▶ [Instructions for the task]
Please convert the records into a Markdown table with the columns Row and Line, giving each line its own row and skipping blank lines. Begin at the line that has "Spot every instance of the bare" and stop after the line that has "x=158 y=103".

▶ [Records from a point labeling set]
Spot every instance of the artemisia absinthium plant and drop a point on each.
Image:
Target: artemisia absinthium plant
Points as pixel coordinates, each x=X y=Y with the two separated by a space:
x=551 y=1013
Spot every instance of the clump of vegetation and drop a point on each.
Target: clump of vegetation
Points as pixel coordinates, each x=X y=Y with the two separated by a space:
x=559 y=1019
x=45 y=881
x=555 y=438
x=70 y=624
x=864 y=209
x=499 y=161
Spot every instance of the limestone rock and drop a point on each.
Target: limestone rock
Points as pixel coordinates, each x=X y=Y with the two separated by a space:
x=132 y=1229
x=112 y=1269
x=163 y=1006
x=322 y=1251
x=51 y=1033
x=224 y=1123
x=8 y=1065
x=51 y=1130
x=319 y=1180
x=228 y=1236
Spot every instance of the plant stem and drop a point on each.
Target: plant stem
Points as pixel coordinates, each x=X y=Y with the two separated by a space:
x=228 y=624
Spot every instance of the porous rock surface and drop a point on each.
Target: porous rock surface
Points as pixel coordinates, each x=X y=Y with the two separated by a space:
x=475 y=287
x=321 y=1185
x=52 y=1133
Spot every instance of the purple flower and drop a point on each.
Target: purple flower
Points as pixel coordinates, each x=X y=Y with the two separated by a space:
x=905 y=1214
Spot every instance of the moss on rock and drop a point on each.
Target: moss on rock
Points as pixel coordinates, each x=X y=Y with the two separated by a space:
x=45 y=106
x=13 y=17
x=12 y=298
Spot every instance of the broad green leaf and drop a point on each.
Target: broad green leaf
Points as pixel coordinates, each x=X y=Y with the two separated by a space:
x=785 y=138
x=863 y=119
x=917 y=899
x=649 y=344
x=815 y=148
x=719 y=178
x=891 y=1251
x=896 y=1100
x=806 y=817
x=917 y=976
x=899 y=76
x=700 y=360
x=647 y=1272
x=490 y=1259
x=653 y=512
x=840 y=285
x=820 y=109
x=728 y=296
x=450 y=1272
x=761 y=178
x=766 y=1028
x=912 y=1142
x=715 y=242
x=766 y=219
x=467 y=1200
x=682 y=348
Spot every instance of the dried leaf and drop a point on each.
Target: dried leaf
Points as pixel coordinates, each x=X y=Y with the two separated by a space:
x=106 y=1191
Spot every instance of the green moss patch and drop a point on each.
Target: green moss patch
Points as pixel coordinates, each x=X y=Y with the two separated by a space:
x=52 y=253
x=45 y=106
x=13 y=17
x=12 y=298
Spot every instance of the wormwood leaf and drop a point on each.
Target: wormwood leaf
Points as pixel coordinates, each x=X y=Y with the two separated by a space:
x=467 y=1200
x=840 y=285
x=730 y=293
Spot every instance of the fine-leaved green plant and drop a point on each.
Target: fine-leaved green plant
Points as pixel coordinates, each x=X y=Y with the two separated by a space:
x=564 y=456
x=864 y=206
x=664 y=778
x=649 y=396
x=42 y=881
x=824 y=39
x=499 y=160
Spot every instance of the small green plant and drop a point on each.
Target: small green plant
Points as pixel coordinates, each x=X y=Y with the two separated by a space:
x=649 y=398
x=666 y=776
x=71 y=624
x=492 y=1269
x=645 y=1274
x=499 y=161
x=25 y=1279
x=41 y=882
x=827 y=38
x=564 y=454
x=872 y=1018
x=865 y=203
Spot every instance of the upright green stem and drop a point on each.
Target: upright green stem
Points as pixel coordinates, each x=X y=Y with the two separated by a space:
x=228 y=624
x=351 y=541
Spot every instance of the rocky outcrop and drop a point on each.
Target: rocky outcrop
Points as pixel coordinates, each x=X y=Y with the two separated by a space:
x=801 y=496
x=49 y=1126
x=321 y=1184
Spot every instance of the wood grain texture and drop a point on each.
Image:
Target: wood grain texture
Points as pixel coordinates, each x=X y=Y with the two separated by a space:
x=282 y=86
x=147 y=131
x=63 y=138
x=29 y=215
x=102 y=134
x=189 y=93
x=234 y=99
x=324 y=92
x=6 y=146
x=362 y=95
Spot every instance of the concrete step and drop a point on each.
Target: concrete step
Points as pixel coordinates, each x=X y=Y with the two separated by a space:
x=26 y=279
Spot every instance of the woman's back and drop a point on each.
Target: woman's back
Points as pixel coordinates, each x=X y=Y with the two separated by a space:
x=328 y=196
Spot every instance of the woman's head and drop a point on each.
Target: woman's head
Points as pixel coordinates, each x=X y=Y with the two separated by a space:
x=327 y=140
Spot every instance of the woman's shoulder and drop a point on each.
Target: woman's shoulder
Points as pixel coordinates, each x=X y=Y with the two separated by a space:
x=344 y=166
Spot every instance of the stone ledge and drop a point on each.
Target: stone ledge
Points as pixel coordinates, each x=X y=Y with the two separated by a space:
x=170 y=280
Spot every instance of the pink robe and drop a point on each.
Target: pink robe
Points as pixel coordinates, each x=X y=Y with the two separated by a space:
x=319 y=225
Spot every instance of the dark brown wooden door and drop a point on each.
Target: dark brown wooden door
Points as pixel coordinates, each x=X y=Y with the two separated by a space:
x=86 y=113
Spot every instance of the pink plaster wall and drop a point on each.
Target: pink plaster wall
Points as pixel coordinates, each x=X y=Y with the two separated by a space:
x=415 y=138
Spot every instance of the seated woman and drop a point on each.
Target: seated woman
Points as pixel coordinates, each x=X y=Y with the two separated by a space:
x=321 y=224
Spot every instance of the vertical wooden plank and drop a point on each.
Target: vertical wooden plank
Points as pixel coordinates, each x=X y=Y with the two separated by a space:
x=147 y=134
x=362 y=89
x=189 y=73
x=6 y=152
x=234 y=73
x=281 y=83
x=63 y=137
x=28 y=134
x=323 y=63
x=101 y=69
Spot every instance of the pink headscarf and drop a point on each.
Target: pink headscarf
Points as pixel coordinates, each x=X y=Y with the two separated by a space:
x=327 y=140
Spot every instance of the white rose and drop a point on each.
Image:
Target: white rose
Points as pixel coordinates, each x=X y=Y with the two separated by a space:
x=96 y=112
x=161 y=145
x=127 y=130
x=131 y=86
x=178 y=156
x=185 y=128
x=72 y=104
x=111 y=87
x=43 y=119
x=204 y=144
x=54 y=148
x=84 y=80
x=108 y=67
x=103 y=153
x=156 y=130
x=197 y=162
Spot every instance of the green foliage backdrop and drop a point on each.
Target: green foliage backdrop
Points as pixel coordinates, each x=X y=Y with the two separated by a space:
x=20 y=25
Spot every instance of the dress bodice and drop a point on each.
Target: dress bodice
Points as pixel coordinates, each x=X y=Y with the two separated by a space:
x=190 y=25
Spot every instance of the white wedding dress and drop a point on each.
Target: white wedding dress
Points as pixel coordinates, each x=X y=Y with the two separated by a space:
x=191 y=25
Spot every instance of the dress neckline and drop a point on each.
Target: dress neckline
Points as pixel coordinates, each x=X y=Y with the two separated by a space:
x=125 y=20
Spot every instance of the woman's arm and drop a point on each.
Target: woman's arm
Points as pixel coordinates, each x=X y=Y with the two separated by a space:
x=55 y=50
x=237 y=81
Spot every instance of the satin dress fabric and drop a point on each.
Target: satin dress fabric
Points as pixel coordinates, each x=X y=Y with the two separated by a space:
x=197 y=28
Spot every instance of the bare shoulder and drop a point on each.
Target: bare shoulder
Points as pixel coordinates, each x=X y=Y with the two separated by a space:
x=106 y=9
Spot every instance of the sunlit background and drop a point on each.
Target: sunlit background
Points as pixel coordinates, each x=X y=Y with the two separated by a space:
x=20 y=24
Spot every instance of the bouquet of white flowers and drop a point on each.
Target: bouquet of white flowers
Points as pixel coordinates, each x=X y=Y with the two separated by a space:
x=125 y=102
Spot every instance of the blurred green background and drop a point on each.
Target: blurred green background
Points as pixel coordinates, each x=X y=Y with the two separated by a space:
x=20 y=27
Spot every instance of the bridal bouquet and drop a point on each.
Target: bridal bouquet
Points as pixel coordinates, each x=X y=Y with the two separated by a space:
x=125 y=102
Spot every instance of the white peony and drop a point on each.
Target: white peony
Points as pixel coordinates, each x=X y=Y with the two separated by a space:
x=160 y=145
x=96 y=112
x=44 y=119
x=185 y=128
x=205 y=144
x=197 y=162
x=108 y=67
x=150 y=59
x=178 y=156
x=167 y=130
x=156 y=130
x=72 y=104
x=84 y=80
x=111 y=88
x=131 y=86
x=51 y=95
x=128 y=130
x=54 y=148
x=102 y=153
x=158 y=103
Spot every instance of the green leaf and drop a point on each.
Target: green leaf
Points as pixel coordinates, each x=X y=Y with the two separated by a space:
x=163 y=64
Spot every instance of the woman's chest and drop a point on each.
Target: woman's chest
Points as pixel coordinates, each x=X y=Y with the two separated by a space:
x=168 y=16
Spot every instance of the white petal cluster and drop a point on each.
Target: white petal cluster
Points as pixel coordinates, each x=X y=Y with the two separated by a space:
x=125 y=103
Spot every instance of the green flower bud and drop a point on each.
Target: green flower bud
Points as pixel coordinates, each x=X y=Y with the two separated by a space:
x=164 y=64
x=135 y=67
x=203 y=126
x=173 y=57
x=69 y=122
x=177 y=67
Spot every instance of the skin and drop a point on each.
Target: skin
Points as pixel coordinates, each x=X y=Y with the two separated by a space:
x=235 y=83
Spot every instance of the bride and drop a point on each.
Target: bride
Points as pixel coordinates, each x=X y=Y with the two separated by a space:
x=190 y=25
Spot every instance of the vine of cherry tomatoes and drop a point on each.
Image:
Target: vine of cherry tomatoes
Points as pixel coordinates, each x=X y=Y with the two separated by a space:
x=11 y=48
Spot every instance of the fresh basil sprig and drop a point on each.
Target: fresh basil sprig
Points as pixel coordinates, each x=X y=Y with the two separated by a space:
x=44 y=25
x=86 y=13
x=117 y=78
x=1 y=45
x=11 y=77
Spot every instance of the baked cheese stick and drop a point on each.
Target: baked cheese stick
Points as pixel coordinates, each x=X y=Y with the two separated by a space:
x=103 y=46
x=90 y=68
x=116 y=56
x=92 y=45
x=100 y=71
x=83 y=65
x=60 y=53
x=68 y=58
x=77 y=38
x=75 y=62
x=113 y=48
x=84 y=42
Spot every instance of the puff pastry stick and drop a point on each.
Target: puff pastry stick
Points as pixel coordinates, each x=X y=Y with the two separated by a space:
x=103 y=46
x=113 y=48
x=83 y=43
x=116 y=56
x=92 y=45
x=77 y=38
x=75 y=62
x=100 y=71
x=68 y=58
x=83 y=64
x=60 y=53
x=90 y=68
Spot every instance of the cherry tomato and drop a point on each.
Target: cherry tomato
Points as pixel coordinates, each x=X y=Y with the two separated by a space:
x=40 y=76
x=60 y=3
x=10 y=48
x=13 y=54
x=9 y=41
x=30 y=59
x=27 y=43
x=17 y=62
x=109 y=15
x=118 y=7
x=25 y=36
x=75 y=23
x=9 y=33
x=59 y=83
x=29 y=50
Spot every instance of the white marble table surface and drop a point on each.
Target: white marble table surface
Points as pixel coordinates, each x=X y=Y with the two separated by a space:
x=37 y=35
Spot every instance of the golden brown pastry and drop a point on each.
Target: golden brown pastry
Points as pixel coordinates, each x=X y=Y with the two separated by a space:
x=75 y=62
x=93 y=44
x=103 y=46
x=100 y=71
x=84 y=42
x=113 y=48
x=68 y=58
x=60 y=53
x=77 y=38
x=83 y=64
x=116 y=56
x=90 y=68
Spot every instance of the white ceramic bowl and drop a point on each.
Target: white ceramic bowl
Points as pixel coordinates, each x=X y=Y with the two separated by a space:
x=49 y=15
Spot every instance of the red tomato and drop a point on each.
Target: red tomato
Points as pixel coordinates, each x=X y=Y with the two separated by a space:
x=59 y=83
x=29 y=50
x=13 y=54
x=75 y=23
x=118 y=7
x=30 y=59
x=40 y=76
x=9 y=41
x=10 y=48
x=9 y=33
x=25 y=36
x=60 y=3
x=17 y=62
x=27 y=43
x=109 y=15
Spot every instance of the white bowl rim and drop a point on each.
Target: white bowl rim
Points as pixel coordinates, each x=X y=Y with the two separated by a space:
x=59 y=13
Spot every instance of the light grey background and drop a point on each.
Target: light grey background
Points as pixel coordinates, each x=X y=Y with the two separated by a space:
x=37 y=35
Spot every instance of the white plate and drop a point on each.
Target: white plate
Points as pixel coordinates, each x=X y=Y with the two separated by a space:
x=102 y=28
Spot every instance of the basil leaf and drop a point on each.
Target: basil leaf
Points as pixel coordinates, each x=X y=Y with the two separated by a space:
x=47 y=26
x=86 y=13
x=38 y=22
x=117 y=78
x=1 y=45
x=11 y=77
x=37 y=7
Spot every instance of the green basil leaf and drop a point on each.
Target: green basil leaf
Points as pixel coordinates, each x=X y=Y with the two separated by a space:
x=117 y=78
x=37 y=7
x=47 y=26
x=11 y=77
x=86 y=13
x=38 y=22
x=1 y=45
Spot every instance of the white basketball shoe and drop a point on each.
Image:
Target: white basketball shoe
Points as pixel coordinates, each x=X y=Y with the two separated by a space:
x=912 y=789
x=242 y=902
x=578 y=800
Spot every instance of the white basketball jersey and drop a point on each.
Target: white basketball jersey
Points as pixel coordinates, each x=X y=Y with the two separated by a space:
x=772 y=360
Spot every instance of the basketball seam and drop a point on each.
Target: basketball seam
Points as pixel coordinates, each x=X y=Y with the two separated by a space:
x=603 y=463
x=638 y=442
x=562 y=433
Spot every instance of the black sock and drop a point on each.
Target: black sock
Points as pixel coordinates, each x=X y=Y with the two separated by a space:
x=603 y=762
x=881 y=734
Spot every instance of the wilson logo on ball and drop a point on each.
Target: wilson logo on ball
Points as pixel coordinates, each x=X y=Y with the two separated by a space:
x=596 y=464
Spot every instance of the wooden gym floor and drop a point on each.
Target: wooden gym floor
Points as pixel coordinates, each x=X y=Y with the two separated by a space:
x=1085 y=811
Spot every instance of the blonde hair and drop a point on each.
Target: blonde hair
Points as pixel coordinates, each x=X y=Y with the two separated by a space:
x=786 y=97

▶ [Exercise output]
| Row | Line |
|---|---|
| 1 | Spot every instance of the bare shoulder and drop a point on each. |
| 2 | Target: bare shoulder |
| 3 | Points as pixel coordinates, each x=X y=Y with the two separated by a space: |
| 4 | x=106 y=9 |
| 5 | Spot every instance of the sunlit background and drop a point on each. |
| 6 | Target: sunlit background |
| 7 | Points as pixel coordinates, each x=X y=Y with the two separated by a space: |
| 8 | x=20 y=24 |
| 9 | Spot every instance of the bouquet of white flowers and drop a point on each. |
| 10 | Target: bouquet of white flowers |
| 11 | Points as pixel coordinates, each x=X y=Y with the two separated by a space: |
| 12 | x=125 y=102 |
| 13 | Spot every instance of the blurred green background and drop a point on each. |
| 14 | Target: blurred green background |
| 15 | Points as pixel coordinates, each x=X y=Y with the two separated by a space: |
| 16 | x=20 y=27 |
| 17 | Spot every instance of the bridal bouquet and drop a point on each. |
| 18 | Target: bridal bouquet |
| 19 | Points as pixel coordinates, each x=X y=Y with the two separated by a space: |
| 20 | x=125 y=102 |
| 21 | Spot every instance of the white peony and drop a point on each. |
| 22 | Target: white peony |
| 23 | Points as pixel coordinates, each x=X y=Y with the two separated by a space: |
| 24 | x=160 y=145 |
| 25 | x=96 y=112 |
| 26 | x=44 y=119 |
| 27 | x=185 y=128 |
| 28 | x=205 y=144 |
| 29 | x=197 y=162 |
| 30 | x=108 y=67 |
| 31 | x=150 y=59 |
| 32 | x=178 y=156 |
| 33 | x=167 y=130 |
| 34 | x=156 y=130 |
| 35 | x=72 y=104 |
| 36 | x=84 y=80 |
| 37 | x=111 y=88 |
| 38 | x=131 y=86 |
| 39 | x=51 y=95 |
| 40 | x=128 y=130 |
| 41 | x=54 y=148 |
| 42 | x=102 y=153 |
| 43 | x=158 y=103 |